→ **Given task A**
Reproduce the passage of the Henry IV text from "The Percies" to "arrange a truce.".

→ **Source text**
J.P.Sommerville

 

 

         

HENRY IV

 
 

bullet The reign of Henry IV began in usurpation. The superior claim to the crown of Edmund, Earl of March caused no acute difficulties for him or his son, Henry V, but the claims of the House of York (through the March line)  would in later reigns return to haunt the Lancastrian kings.
bullet In 1380 Henry had married Mary Bohun, daughter of the Earl of Hereford. She was a wealthy heiress and bore him seven children - dying giving birth to the last in 1394.
bullet In 1403 he married Joanna, daughter of Charles the Bad, King of Navarre. She had married John of Brittany, who died in 1399. Henry's marriage to her was aimed at securing the friendship of Brittany, both for its strategic control of parts of the Channel Coast and to secure economic links between Brittany and England.
 

Rebellions against Henry IV

The Percies
bullet Henry Percy, 1st Earl of Northumberland (1342-1408) had played an important part in helping Henry IV overthrow Richard II. He was rewarded by being made Constable of England, but neither he nor his son Henry ("Harry Hotspur") was satisfied.
bulletIn 1403, Harry Hotspur and his uncle Thomas Percy, Earl of Worcester began a revolt against Henry IV - probably aimed at placing Edmund Mortimer, Earl of March on the throne.

 

The Battle of Shrewsbury, 21 July 1403

 

Hotspur assembled his forces at Chester and marched south. Henry IV's son, Prince Henry was already posted with a small force at Shrewsbury to counter the Welsh. Henry IV joined him and the two positioned themselves about three miles north of Shrewsbury.

Hotspur arrived and occupied high ground just to their north. The Abbot of Shrewsbury attempted, without success, to arrange a truce.

Both sides had large numbers of archers, and the battle commenced with an exchange of arrows between the two. When the royal forces began to withdraw because their firing was less effective uphill, Hotspur advanced.
Chaotic fighting broke out in the area around the church. Hotspur and his knights tried to cut their way through to Henry IV and kill him. Prince Henry's force (which had suffered less in the exchange of arrows) moved against Hotspur's right flank. Prince Henry was struck in the face by an arrow and bore the scar for the rest of his life.

→ **Given task B**
List each line of the records that contains the string "point".

[Entries drawn from a collection]
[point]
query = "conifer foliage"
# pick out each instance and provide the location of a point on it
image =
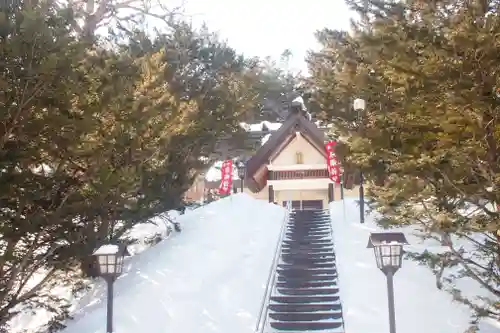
(428, 141)
(96, 138)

→ **Written answer A**
The Percies
bullet Henry Percy, 1st Earl of Northumberland (1342-1408) had played an important part in helping Henry IV overthrow Richard II. He was rewarded by being made Constable of England, but neither he nor his son Henry ("Harry Hotspur") was satisfied.
bulletIn 1403, Harry Hotspur and his uncle Thomas Percy, Earl of Worcester began a revolt against Henry IV - probably aimed at placing Edmund Mortimer, Earl of March on the throne.

 

The Battle of Shrewsbury, 21 July 1403

 

Hotspur assembled his forces at Chester and marched south. Henry IV's son, Prince Henry was already posted with a small force at Shrewsbury to counter the Welsh. Henry IV joined him and the two positioned themselves about three miles north of Shrewsbury.

Hotspur arrived and occupied high ground just to their north. The Abbot of Shrewsbury attempted, without success, to arrange a truce.

→ **Written answer B**
[point]
# pick out each instance and provide the location of a point on it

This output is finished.